Just days earlier the immigrant rights group Voces de la Frontera, joined by local Muslim organizations and other groups, had issued a call for a statewide “Day without Latinxs, Immigrants, and Refugees.” They challenged people not to go to work, and students not to go to school, but instead to take part in a massive act of defiance in the streets of Milwaukee. Organizers said more than 150 businesses closed for the day.
The call for the protest was issued in the midst of the nationwide, coordinated series of immigration raids launched by ICE. These raids took place in the wake of the Trump regime's cold-blooded order to round up and deport undocumented immigrants everywhere. Shortly after Trump signed his executive order instructing government agencies “to deploy all lawful means to secure the Nation’s southern border, to prevent further illegal immigration into the United States,” Sheriff Clarke declared that he was going to turn his local sheriffs into immigration officers in partnership with Immigration and Customs Enforcement (ICE). This is the government's 287(g) program, which gives local and state officers the power to arrest and detain undocumented people as deputized immigration agents. This program was developed under Obama's administration. Known as “Secure Communities,” it was pulled back when a number of major cities and local police opposed it.
Trump's executive order calls for this program to be brought back in cities everywhere; and to punish any that resist, especially those that are now declaring themselves “sanctuary jurisdictions.” Clarke is by no means alone; sheriffs and police chiefs all over the country cannot wait to be able to go "full bore" in rounding up immigrants, with or without papers, who to them are all “criminal aliens.”

## Supplied material

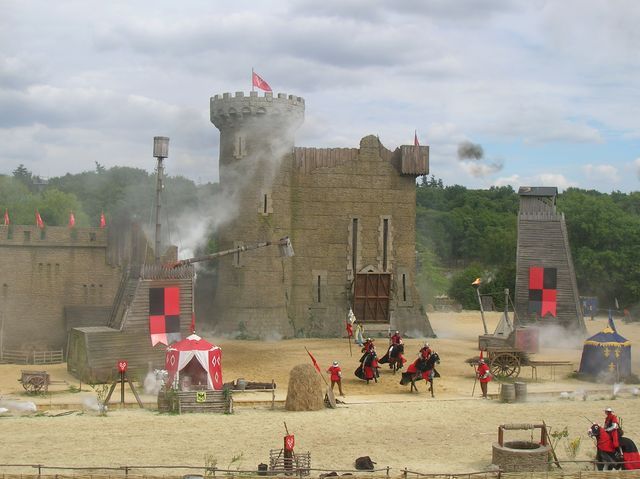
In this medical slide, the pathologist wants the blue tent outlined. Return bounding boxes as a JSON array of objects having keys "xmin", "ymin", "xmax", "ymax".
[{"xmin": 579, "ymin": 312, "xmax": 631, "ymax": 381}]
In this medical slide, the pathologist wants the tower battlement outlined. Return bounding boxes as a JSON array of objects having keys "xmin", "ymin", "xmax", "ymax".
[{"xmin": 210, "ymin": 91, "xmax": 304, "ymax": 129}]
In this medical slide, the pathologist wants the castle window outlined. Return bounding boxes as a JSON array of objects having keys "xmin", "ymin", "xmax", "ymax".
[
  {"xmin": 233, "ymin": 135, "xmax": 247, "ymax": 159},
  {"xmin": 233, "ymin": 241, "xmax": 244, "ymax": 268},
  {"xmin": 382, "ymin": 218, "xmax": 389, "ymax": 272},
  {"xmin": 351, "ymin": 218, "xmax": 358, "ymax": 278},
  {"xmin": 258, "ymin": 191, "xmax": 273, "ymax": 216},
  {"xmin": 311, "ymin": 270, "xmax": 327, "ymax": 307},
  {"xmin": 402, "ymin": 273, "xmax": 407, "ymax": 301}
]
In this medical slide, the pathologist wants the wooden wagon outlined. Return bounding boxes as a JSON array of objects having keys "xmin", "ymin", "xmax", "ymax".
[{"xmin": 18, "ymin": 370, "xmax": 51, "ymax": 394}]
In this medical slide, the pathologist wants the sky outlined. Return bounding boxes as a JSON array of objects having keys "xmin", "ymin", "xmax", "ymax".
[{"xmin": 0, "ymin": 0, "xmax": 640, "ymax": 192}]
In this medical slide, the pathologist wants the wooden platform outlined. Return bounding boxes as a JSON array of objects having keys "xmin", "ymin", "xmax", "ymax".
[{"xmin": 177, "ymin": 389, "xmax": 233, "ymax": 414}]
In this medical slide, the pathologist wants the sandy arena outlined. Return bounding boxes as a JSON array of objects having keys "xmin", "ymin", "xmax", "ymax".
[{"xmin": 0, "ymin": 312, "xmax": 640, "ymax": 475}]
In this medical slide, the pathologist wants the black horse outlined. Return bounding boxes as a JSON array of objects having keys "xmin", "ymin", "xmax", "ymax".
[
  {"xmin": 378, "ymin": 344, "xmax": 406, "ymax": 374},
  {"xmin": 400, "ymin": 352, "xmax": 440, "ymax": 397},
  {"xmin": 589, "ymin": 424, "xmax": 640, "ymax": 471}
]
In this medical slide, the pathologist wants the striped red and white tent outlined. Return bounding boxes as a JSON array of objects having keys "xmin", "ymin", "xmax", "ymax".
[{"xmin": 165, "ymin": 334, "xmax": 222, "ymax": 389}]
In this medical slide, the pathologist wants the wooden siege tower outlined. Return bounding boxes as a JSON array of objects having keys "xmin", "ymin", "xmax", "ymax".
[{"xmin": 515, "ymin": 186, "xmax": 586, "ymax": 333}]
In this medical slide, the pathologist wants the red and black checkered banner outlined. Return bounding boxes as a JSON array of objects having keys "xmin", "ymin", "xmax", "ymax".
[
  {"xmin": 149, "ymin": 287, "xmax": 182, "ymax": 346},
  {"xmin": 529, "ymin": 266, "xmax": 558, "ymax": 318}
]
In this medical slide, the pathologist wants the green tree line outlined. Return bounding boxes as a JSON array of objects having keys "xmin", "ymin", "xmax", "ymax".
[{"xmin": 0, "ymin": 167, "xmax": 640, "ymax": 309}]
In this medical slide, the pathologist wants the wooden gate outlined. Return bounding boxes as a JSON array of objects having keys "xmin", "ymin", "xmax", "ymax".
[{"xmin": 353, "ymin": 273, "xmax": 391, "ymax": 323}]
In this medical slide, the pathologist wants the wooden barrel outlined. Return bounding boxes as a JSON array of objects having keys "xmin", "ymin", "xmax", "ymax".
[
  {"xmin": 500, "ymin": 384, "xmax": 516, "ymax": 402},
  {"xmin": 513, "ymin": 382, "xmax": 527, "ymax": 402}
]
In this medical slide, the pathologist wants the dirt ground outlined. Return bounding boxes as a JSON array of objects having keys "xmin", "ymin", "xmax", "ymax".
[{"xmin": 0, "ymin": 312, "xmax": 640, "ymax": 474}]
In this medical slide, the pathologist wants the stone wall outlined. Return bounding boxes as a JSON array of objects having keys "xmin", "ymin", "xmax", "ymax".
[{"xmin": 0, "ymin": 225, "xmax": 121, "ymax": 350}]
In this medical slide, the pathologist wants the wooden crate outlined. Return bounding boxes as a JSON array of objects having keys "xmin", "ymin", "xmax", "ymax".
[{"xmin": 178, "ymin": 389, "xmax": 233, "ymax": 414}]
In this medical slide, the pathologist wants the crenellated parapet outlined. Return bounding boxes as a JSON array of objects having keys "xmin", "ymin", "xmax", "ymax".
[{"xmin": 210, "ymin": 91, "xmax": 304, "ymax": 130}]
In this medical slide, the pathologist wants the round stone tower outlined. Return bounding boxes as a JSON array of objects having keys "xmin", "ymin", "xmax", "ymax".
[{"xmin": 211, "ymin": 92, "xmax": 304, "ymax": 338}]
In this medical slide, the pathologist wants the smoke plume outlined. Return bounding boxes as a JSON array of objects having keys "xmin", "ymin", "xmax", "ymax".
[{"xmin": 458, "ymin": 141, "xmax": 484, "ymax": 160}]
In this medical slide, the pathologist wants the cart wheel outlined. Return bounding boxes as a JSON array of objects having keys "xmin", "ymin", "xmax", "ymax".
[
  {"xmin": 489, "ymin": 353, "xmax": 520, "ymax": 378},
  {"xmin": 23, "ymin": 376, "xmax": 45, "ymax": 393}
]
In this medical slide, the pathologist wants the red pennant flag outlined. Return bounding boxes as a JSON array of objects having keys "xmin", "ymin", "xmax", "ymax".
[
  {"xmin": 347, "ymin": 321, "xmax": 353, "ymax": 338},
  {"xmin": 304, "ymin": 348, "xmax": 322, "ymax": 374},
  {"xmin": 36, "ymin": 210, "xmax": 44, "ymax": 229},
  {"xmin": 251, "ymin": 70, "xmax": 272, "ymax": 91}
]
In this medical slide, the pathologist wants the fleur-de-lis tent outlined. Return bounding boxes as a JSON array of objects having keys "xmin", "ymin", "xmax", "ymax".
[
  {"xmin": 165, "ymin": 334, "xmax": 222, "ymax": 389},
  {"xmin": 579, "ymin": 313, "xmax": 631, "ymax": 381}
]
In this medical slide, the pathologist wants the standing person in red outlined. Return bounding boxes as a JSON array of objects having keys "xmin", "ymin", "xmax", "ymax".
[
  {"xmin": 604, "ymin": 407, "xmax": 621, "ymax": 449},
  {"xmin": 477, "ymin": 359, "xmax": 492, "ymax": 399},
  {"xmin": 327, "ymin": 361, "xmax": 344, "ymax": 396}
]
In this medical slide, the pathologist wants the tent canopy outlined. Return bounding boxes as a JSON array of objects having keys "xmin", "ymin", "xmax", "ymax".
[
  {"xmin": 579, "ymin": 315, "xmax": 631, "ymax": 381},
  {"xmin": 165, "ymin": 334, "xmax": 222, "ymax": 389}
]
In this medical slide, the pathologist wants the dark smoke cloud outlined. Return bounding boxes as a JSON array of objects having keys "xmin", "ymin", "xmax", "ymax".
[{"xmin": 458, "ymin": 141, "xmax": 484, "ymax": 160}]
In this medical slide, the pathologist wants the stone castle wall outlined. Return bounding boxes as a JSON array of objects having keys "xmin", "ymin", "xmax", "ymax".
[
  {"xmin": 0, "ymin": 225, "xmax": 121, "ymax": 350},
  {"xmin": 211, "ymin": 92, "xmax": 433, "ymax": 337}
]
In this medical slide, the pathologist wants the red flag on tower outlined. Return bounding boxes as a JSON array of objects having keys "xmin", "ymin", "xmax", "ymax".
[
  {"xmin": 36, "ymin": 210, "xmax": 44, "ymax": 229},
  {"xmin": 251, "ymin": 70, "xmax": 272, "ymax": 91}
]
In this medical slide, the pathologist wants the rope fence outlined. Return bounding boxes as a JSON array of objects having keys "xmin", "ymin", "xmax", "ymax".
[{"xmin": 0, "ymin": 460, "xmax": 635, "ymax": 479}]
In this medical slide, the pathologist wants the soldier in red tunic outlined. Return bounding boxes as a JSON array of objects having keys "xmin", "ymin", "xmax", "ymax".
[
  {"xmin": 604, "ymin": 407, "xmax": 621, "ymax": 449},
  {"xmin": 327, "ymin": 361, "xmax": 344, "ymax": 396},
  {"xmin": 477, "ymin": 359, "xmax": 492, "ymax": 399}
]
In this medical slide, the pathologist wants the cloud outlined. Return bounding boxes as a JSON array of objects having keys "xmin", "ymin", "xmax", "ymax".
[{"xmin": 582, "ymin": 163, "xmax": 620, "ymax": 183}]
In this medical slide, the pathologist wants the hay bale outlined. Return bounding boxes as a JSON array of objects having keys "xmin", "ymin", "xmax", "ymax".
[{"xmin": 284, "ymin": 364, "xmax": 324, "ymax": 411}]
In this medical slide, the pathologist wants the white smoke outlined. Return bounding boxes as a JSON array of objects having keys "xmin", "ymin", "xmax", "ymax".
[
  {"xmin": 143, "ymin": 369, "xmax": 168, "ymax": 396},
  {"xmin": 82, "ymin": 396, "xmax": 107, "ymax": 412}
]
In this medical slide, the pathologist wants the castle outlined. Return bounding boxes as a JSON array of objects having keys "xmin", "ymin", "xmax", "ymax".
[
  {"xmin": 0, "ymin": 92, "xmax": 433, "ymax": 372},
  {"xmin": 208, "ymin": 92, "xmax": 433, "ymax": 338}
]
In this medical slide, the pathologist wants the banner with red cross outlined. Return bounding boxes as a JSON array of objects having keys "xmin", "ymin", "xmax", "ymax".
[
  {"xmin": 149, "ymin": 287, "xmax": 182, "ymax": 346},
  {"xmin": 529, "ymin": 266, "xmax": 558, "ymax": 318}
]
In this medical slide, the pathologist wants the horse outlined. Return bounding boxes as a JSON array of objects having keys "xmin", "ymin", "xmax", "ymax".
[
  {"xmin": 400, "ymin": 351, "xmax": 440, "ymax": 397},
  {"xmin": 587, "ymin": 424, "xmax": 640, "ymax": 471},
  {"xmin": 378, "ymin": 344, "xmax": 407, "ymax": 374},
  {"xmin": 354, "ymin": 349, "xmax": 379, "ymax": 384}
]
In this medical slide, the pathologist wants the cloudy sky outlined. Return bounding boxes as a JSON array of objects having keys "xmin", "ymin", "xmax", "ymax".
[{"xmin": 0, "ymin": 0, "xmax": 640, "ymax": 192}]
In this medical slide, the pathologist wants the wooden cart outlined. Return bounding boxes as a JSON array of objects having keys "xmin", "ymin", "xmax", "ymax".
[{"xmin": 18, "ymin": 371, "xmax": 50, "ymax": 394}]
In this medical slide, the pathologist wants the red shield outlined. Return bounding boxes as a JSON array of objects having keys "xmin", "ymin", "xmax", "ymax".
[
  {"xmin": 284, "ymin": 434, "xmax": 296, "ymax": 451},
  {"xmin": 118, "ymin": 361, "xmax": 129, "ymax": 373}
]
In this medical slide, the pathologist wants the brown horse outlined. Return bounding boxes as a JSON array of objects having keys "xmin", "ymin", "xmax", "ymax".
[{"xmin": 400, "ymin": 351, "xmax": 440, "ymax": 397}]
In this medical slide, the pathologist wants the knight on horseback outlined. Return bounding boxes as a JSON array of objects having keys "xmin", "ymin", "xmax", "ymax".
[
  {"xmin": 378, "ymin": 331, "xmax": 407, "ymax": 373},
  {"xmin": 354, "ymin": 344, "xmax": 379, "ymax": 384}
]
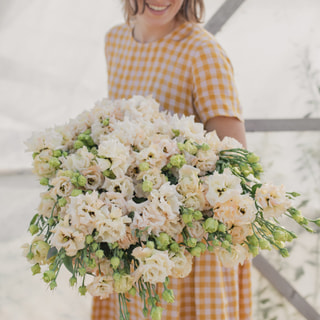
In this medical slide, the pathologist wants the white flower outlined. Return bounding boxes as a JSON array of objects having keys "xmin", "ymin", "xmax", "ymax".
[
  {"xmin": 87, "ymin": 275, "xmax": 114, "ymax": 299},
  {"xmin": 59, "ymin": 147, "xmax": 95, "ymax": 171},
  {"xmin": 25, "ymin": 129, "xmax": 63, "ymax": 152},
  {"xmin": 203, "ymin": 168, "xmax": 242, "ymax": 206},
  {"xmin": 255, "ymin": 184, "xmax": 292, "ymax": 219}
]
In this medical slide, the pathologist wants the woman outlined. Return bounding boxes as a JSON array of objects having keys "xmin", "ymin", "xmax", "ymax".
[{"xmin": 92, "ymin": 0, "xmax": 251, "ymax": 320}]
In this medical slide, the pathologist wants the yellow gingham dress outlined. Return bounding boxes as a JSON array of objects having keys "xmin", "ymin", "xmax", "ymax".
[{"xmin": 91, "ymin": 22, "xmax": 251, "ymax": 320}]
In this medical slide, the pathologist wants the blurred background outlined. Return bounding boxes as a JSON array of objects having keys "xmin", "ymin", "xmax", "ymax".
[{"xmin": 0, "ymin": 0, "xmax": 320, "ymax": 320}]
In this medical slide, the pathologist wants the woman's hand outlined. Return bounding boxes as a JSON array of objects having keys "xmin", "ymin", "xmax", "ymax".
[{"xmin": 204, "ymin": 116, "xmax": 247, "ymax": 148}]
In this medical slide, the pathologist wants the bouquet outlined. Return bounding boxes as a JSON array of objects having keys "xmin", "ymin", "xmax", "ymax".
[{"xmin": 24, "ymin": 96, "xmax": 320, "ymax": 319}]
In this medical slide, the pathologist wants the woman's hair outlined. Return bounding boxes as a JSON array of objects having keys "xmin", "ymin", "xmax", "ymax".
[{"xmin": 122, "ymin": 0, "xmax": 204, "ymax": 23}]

## Given request
In the Milwaukee protest passage, how many businesses did organizers say closed for the day?

## The reply
More than 150 businesses.